* **EXERCISE BRIEF**
What is needed is a verbatim copy of the data, minus the pictures.

(Point-per-instance localization data)
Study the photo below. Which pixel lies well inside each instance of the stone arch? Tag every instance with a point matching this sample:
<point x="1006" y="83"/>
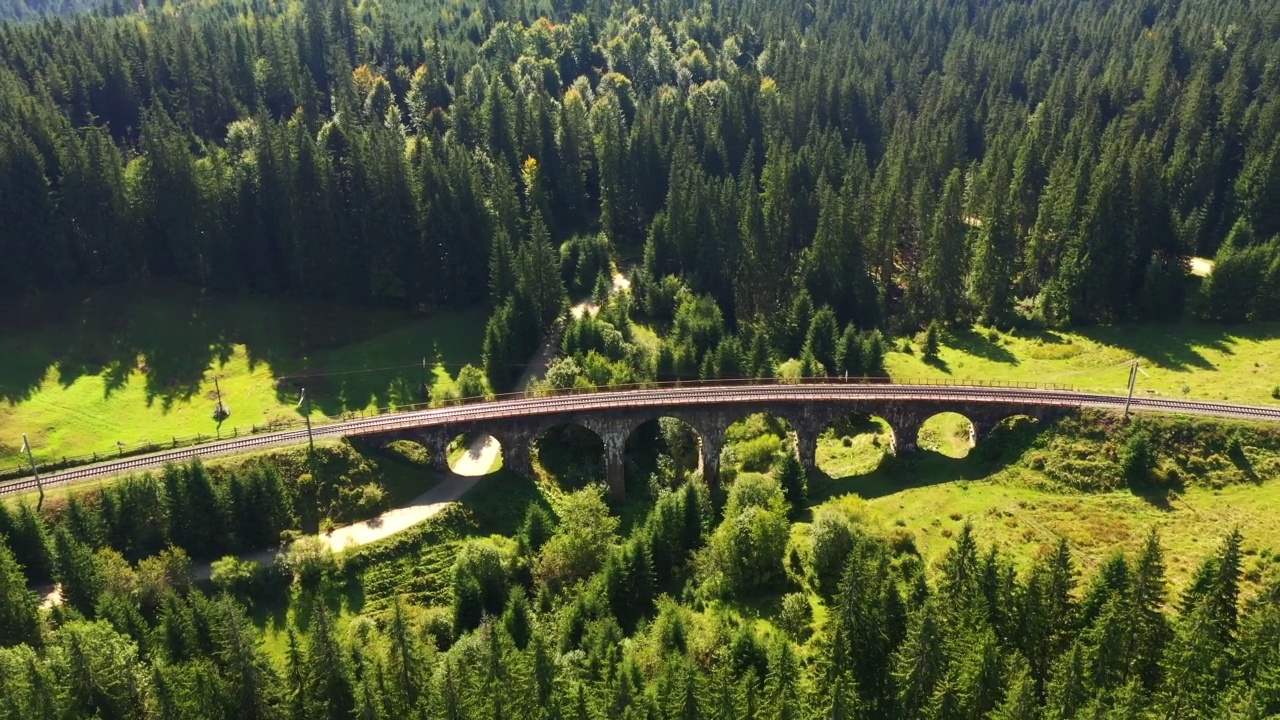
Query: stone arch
<point x="583" y="440"/>
<point x="855" y="443"/>
<point x="475" y="452"/>
<point x="947" y="432"/>
<point x="746" y="429"/>
<point x="708" y="440"/>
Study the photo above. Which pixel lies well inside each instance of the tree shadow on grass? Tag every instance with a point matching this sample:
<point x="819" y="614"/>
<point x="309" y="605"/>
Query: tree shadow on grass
<point x="938" y="364"/>
<point x="978" y="345"/>
<point x="923" y="468"/>
<point x="176" y="335"/>
<point x="1178" y="346"/>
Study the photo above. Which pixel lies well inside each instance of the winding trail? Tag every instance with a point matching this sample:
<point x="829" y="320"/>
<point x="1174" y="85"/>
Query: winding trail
<point x="479" y="459"/>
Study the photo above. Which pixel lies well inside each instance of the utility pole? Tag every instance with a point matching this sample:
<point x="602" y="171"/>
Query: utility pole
<point x="1133" y="381"/>
<point x="35" y="473"/>
<point x="220" y="411"/>
<point x="306" y="415"/>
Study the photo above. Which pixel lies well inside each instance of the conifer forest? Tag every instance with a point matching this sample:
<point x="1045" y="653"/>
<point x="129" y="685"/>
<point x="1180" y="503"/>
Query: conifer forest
<point x="777" y="180"/>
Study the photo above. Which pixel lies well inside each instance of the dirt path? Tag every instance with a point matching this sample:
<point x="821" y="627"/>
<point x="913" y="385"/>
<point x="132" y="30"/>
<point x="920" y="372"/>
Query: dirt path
<point x="465" y="473"/>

* **EXERCISE OUTPUT**
Study the photo below. Which pixel lies well inside each instance of the stone arch? Tag every instance with a point matching this sample:
<point x="1006" y="83"/>
Query: stone arch
<point x="583" y="440"/>
<point x="855" y="443"/>
<point x="475" y="452"/>
<point x="947" y="432"/>
<point x="746" y="429"/>
<point x="708" y="440"/>
Study the photo above. Which pixel lies well inside each instance of the tree shadow on grass? Tag every instance with a point matching this sample:
<point x="819" y="614"/>
<point x="309" y="605"/>
Query: tree shadow on grass
<point x="938" y="364"/>
<point x="978" y="345"/>
<point x="923" y="468"/>
<point x="176" y="335"/>
<point x="1178" y="346"/>
Study the photo above. Which pixel lies well inside each instance of the winding trail? Tag every instance with a point matching this sample:
<point x="829" y="320"/>
<point x="1174" y="85"/>
Query: winding trail
<point x="479" y="459"/>
Study the photo above. Which pixel lies well inside each instance of the utility pole? Tag every instance with a point matching this sample:
<point x="602" y="171"/>
Query: utility pole
<point x="1133" y="381"/>
<point x="35" y="473"/>
<point x="220" y="411"/>
<point x="306" y="415"/>
Study the photo above. Which pixel lies well inside each instance of the conifer forest? Tag every instance with a point matching this sample:
<point x="1045" y="653"/>
<point x="129" y="685"/>
<point x="1180" y="503"/>
Query: conifer forest
<point x="777" y="180"/>
Study the photo above. Which pixel lies well inside each instance of the dirt path? Tag every instance with a point matching this sample:
<point x="821" y="627"/>
<point x="913" y="385"/>
<point x="132" y="30"/>
<point x="920" y="372"/>
Query: dirt path
<point x="465" y="473"/>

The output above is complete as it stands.